» Problem statement
Restate only the tail of the data below, starting at the line that contains "mode = point" and including the last line, word for word.

[[ Extracted information, beginning ]]

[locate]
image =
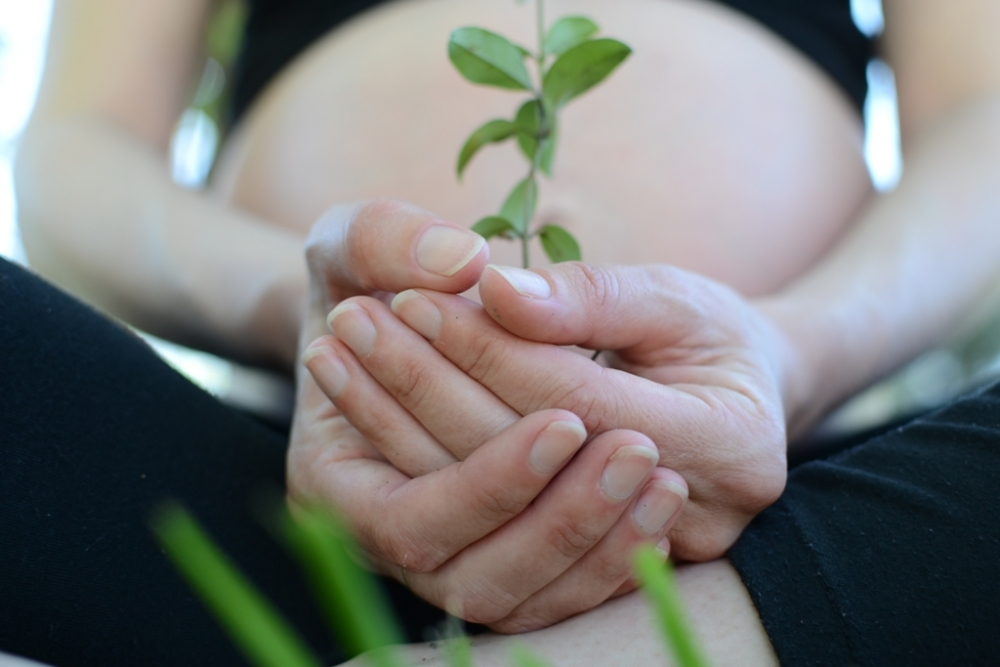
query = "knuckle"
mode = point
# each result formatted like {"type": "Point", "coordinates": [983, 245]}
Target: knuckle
{"type": "Point", "coordinates": [408, 549]}
{"type": "Point", "coordinates": [518, 623]}
{"type": "Point", "coordinates": [489, 355]}
{"type": "Point", "coordinates": [581, 397]}
{"type": "Point", "coordinates": [573, 537]}
{"type": "Point", "coordinates": [481, 600]}
{"type": "Point", "coordinates": [411, 382]}
{"type": "Point", "coordinates": [599, 287]}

[[ Extracted information, end ]]

» Written answer
mode = point
# each result formatted like {"type": "Point", "coordinates": [983, 245]}
Target: knuckle
{"type": "Point", "coordinates": [408, 549]}
{"type": "Point", "coordinates": [518, 623]}
{"type": "Point", "coordinates": [489, 355]}
{"type": "Point", "coordinates": [581, 397]}
{"type": "Point", "coordinates": [573, 537]}
{"type": "Point", "coordinates": [481, 600]}
{"type": "Point", "coordinates": [411, 382]}
{"type": "Point", "coordinates": [599, 287]}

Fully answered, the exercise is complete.